# What needs to be done:
Pick up the appeal judgment about the bank and its customer's uncleared cheques after its final sentence, and carry it forward.

# Given text:
☆ ☆ ☆ ☆ ☆ ☆ ☆
For these reasons and the fuller reasons in the judgment of my learned brother Achike, J.S.C. I allow this appeal and set aside the judgment of the court below. I affirm the judgment of the learned Chief Judge of Borno State. I also award N10,000.00 in favour of the appellant.

 

AYOOLA, JSC I have had the privilege of reading in draft the judgment delivered by my learned brother, Achike, JSC. I agree with his conclusion that his appeal should be allowed. There are certain aspects of this appeal which I would like to comment on . I am content to adopt my learned brother’s detailed and lucidly put recital of the facts. I narrate the facts shortly only as far as it is necessary to put my comments in context.

 

The respondent the defendant was at all material times a customer of the plaintiff appellant “the bank”. As at 30th December 1980 he had a debit balance of N54,928.58 in his current account. Sometime in 1979 he was granted overdraft facilities, initially in the sum of N50,000.00 with interest on the same at the rate of 11% per annum. The overdraft facilities were secured by a mortgage of the defendant’s landed property. Sometimes between December, 1979 and June, 1979 the defendant paid into his account five separate cheques, four of which were issued to him by his brother, one Alhaji Ahmed Yau and one of which was issued to him by another brother of his, one Alhaji Ali Tahir. These five cheques were all drawn on the Kano branch of the bank. It is common ground on the pleadings that these cheques in all to the value of N185,650 were paid “in or about December, 1978/June 1979″ into the defendant’s account at Maiduguri” and that the bank in course of its normal banking duties dispatched the cheques for payment by the Kano City branch.” Without waiting for the usual period to ensure clearance of the cheques the defendant withdrew from his account the total value of the uncleared cheques. Eventually, the bank did not receive the total or any value of the five cheques even though the defendant had received benefit of the total amount of the cheques. After abortive attempts to make the defendant perform the undertakings he had given to repay the sum of N185,650 being value he had received for the uncleared cheques, the bank debited the defendant’s account with that amount and so advised the defendant by a letter dated December 28, 1980. Claiming that the debit balance in the defendant’s account as at 28th February, 1987 was N494,593.39 the bank sued the defendant claiming that sum with interest at the rate of 13½% per annum until judgment.
☆ ☆ ☆ ☆ ☆ ☆ ☆
# Supplied material:

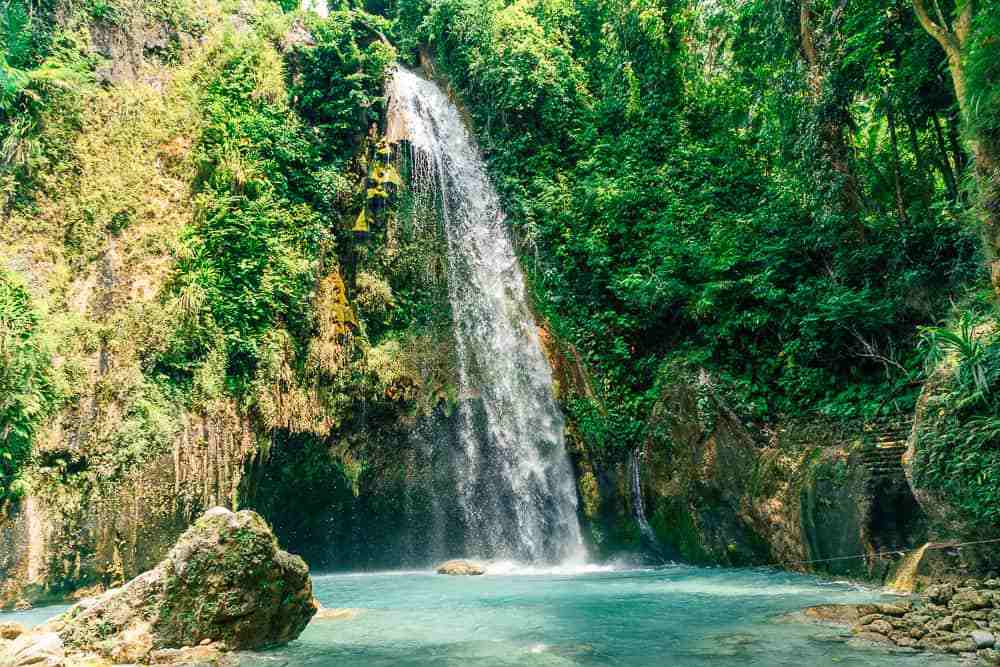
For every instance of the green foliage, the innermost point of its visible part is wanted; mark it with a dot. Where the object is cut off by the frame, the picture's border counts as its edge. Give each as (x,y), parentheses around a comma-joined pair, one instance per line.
☆ ☆ ☆ ☆ ☆ ☆ ☆
# Final result:
The defendant’s defence, among other things, was that he had waited for about two months before drawing against the cheques. He, in turn, counter-claimed for damages for negligence. He alleged by his counter-claim that “it was utterly negligent of the plaintiff to have delayed for up to a year before informing the defendant” of the fact that the cheques were lost in transit or whether or not the cheques were presented for payment but were dishourned by the Kano branch. The High Court of Borno State (Kolo, Chief Judge) entered judgment for the bank. He treated the case as one of a loan made to the defendant. He said: “It is a case of direct loan accorded to the defendant dictated by inevitable circumstances.” And held that although the defendant did not apply for loan in the conventional way but buy lodging bogus checks (sic: cheques) which were later dishonoured after he had utilized the proceeds through the courtesy of the manager, he cannot be heard to say that he did not ask for loan when he failed to make good the dishonoured cheques”. It is right to observe that there was neither averment nor evidence that any of the cheques in question was bogus. He held that the bank “through normal banking practice rightly and properly debited the account of the defendant when it was clear that the cheques could not be honoured and nor the defendant was prepared to make a replacement.”

 

The Court of Appeal allowed the defendant’s appeal from the decision of the High Court. Okezie, J.C.A who delivered the leading judgment of that court held that the defendant who took value for the five cheques which he lodged, before they were cleared, was, by doing so, only asking for an overdraft. Relying mainly on sections 47, 48 and 49 of the Bills of Exchange Act, (“the Act”) he held that by failing to give notice of dishonour of the five cheques to the defendant pursuant to sections 47(1), and 48 of the Act the bank made the cheques their own and lost its remedy against the defendant. He held that, “the laches of the respondent in not duly presenting the cheques or bills constituted thus a payment before the action.” Finally, he concluded that:

 

“…the learned trial Chief Judge was wrong in finding the appellant liable to the respondent when the respondent did not sue on the ground that the cheques were dishonoured and lost nor averred such in the pleadings and in the absence of any evidence adduced in that regard.”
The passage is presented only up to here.